Written exercise: Each line below should be quoted exactly, please.

Information shown:
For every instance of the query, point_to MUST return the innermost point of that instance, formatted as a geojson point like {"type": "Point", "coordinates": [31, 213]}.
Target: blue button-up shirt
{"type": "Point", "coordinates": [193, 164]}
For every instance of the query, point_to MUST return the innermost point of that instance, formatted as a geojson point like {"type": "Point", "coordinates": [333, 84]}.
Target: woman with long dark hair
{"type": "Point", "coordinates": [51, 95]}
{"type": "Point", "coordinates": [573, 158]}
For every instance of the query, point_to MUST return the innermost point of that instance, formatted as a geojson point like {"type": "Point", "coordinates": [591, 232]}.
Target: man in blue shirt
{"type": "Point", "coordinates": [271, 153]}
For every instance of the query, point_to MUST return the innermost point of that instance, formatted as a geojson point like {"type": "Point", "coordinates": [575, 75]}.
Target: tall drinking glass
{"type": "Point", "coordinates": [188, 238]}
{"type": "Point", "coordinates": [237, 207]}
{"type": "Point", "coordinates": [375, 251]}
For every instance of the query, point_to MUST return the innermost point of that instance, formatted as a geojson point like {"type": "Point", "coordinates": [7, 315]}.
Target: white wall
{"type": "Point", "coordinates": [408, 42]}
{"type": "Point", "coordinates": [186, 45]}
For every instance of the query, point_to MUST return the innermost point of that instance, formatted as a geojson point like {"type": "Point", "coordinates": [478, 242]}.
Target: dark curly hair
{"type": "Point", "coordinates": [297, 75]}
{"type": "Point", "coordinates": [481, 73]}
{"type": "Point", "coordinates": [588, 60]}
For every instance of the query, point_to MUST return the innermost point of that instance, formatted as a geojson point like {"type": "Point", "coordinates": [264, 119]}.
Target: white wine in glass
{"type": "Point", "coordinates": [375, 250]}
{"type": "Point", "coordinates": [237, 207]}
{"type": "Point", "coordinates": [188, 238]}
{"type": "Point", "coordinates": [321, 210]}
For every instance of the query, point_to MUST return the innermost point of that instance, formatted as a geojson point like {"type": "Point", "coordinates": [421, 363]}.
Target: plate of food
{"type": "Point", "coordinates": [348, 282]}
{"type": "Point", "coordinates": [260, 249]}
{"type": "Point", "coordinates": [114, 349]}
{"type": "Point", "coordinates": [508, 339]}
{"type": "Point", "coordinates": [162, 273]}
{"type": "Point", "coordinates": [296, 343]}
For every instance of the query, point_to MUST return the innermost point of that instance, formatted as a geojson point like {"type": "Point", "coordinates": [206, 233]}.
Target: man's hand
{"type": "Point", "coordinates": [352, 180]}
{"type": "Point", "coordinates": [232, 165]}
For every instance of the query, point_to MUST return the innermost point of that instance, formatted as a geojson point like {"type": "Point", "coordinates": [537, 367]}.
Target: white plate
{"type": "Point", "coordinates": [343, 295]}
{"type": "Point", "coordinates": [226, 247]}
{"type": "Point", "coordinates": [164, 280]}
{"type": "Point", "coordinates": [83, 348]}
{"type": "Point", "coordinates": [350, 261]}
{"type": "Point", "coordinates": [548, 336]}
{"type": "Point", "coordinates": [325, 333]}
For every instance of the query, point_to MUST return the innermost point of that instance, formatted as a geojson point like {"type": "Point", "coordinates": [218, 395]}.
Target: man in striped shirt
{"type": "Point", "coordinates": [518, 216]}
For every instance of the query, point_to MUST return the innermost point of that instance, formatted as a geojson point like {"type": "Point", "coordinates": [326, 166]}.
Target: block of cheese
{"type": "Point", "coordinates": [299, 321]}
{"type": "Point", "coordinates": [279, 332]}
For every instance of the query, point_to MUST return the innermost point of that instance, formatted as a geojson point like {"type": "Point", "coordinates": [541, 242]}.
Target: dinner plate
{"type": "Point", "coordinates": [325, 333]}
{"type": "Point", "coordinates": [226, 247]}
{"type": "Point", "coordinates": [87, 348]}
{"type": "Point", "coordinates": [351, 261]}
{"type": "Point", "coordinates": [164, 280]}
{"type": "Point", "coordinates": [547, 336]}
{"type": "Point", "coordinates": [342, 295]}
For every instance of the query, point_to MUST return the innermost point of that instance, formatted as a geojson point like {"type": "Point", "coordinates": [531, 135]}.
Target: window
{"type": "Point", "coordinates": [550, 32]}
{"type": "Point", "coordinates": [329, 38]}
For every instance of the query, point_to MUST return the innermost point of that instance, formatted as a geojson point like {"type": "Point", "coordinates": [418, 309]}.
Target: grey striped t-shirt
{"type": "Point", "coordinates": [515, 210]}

Correct output:
For every instance of the query, point_to MUST return the innermost point of that instance, formatted as a geojson point like {"type": "Point", "coordinates": [31, 213]}.
Target: blue button-up shirt
{"type": "Point", "coordinates": [193, 164]}
For every instance of the query, point_to MUST return the innermost point of that instance, formatted as a geojson point like {"type": "Point", "coordinates": [333, 84]}.
Target: woman with long dark hair
{"type": "Point", "coordinates": [51, 95]}
{"type": "Point", "coordinates": [573, 158]}
For every instance of the query, point_to MUST return the innermost point of that instance, formatted as a geojson point like {"type": "Point", "coordinates": [591, 232]}.
Target: man in blue shirt
{"type": "Point", "coordinates": [271, 153]}
For every instance of the query, point_to MUST return the innermost point of that instance, formatted as a geojson point like {"type": "Point", "coordinates": [575, 75]}.
Target: tall drinking glass
{"type": "Point", "coordinates": [188, 238]}
{"type": "Point", "coordinates": [237, 207]}
{"type": "Point", "coordinates": [375, 251]}
For every instance of the query, point_to MUST return the innermost point of that instance, formatted as a geojson point like {"type": "Point", "coordinates": [7, 315]}.
Target: white wall
{"type": "Point", "coordinates": [408, 42]}
{"type": "Point", "coordinates": [186, 45]}
For every instance of the query, point_to MUST return the innermost point of that instance, formatted as a geojson point like {"type": "Point", "coordinates": [478, 242]}.
Target: dark curly hair
{"type": "Point", "coordinates": [297, 75]}
{"type": "Point", "coordinates": [481, 73]}
{"type": "Point", "coordinates": [588, 60]}
For every instance of the query, point_to MUST return the innermost point of that instance, formatted as a geojson point like {"type": "Point", "coordinates": [264, 119]}.
Target: white wine in glass
{"type": "Point", "coordinates": [375, 250]}
{"type": "Point", "coordinates": [237, 207]}
{"type": "Point", "coordinates": [188, 238]}
{"type": "Point", "coordinates": [321, 210]}
For every instance of the query, point_to MUST return the innermost point of that instance, formatted as a geojson point like {"type": "Point", "coordinates": [421, 363]}.
Target: plate of food
{"type": "Point", "coordinates": [348, 282]}
{"type": "Point", "coordinates": [260, 249]}
{"type": "Point", "coordinates": [114, 349]}
{"type": "Point", "coordinates": [508, 339]}
{"type": "Point", "coordinates": [162, 273]}
{"type": "Point", "coordinates": [296, 343]}
For every instance of the query, point_to MUST return the innermost point of that instance, formatted as a geojson point like {"type": "Point", "coordinates": [206, 233]}.
Target: man's hand
{"type": "Point", "coordinates": [352, 180]}
{"type": "Point", "coordinates": [232, 165]}
For every instance of the query, point_to MUST return the innermost point of that instance, formatted as a geojson point like {"type": "Point", "coordinates": [537, 367]}.
Target: white plate
{"type": "Point", "coordinates": [343, 295]}
{"type": "Point", "coordinates": [226, 247]}
{"type": "Point", "coordinates": [164, 280]}
{"type": "Point", "coordinates": [83, 348]}
{"type": "Point", "coordinates": [350, 261]}
{"type": "Point", "coordinates": [548, 336]}
{"type": "Point", "coordinates": [325, 333]}
For every instance of the query, point_to MUST return the innermost point of that instance, formatted as a geojson point like {"type": "Point", "coordinates": [218, 395]}.
Target: man in striped shirt
{"type": "Point", "coordinates": [518, 216]}
For every instance of the query, point_to MUST return the innermost point of that instance, formatted as a geojson point like {"type": "Point", "coordinates": [326, 166]}.
Target: block of cheese
{"type": "Point", "coordinates": [299, 321]}
{"type": "Point", "coordinates": [279, 332]}
For every instance of the query, point_to MUST return the innermost point of that instance, formatted as a geojson point like {"type": "Point", "coordinates": [541, 242]}.
Target: dinner plate
{"type": "Point", "coordinates": [325, 333]}
{"type": "Point", "coordinates": [226, 247]}
{"type": "Point", "coordinates": [87, 348]}
{"type": "Point", "coordinates": [351, 261]}
{"type": "Point", "coordinates": [164, 280]}
{"type": "Point", "coordinates": [547, 336]}
{"type": "Point", "coordinates": [342, 295]}
For every instance of the query, point_to MUST return the innermost point of that instance, formatted as a geojson point like {"type": "Point", "coordinates": [531, 135]}.
Target: window
{"type": "Point", "coordinates": [550, 32]}
{"type": "Point", "coordinates": [329, 38]}
For every instance of the query, point_to MUST return the innermost point of that instance, formatted as a geojson point like {"type": "Point", "coordinates": [418, 309]}.
Target: grey striped t-shirt
{"type": "Point", "coordinates": [515, 210]}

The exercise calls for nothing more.